_Directions_
1. Extract the portion of the film review below that runs between "Deeply distraught by" and "on the brakes.", inclusive, copying it word for word.
2. Extend the film review about Wendy and her driving instructor Darwan below by writing what comes next after its final sentence.

Deeply distraught by the separation, Wendy wants to get away from New York City to visit her daughter Tasha (Grace Gummer, “The Homesman”), a college student who is working on a farm in Vermont, but doesn’t know how to drive. The driver of the taxi, Darwan Singh Tur (Ben Kingsley, “Ender’s Game”), a former college professor in India and now a part-time driving instructor who was the unwitting witness to the marital breakup, does. After he returns an envelope that Wendy left in his cab, Wendy hires him to provide driving lessons and soon discovers that he is a calming influence who has a lot to teach her other than how to put on the brakes.
Wendy’s devotion to the written word has restricted her willingness to challenge the outside world. Darwan leads her through her fears with patience and charm and encourages her to keep pursuing her goal even after she fails her driving test. During the lessons, however, he has to handle her road rage and lack of self-confidence as well as cope with his own incidents of racism coming from other motorists and pedestrians, one who refers to him as “Osama” and rips the turban from his head. Darwan is about to be married in a union arranged by his family according to Sikh tradition and tells Wendy that his family best knows his needs and that such a crucial decision should not be left to random choice.

_Extracted material_

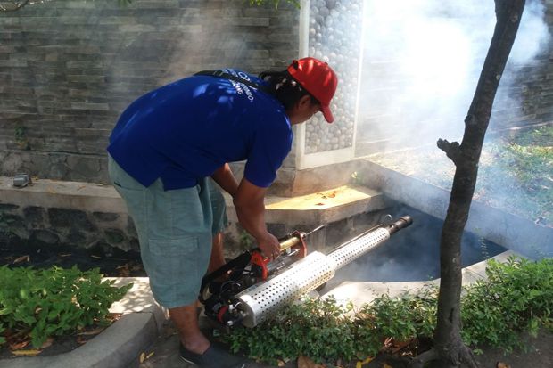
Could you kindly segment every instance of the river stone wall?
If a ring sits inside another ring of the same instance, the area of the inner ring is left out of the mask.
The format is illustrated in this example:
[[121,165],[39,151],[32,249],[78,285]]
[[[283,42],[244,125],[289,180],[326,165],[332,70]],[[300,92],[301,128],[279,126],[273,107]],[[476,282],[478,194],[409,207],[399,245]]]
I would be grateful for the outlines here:
[[109,135],[137,96],[195,71],[258,73],[298,55],[299,10],[286,2],[121,3],[0,12],[0,175],[106,182]]

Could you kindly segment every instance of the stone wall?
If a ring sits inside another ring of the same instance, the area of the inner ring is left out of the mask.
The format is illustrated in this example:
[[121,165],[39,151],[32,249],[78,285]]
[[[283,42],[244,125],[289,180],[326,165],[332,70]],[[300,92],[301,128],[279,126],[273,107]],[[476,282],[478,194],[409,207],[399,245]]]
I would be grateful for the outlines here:
[[[39,179],[24,188],[14,188],[10,177],[0,176],[0,199],[3,248],[68,246],[104,253],[113,249],[139,249],[127,207],[111,185]],[[225,244],[227,257],[235,257],[254,245],[238,224],[232,200],[229,196],[226,200],[230,225],[225,232]],[[392,205],[380,192],[343,188],[326,196],[321,192],[268,199],[265,220],[277,237],[326,225],[310,237],[310,249],[327,250],[344,237],[374,225]]]
[[137,96],[198,70],[257,73],[298,55],[299,11],[285,2],[121,3],[0,12],[0,175],[105,182],[111,129]]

_Per-task answers_
1.
Deeply distraught by the separation, Wendy wants to get away from New York City to visit her daughter Tasha (Grace Gummer, “The Homesman”), a college student who is working on a farm in Vermont, but doesn’t know how to drive. The driver of the taxi, Darwan Singh Tur (Ben Kingsley, “Ender’s Game”), a former college professor in India and now a part-time driving instructor who was the unwitting witness to the marital breakup, does. After he returns an envelope that Wendy left in his cab, Wendy hires him to provide driving lessons and soon discovers that he is a calming influence who has a lot to teach her other than how to put on the brakes.

2.
When his bride Jasleen (Sarita Choudhury, “The Hunger Games: Mockingjay – Part 2”) arrives from India, however, she is bewildered by her new environment, remains in the apartment, fearful of meeting people and her fears are confirmed when Darwan seems troubled over her lack of education. It is a time of transition for both of them and it will call upon all their resources of patience, tolerance, and understanding to see it through. Learning to Drive is marked by outstanding performances by Clarkson and Kingsley who bring a special understanding to their roles and put us in touch with the beauty of sharing who we are with others, even when it is uncomfortable to do so.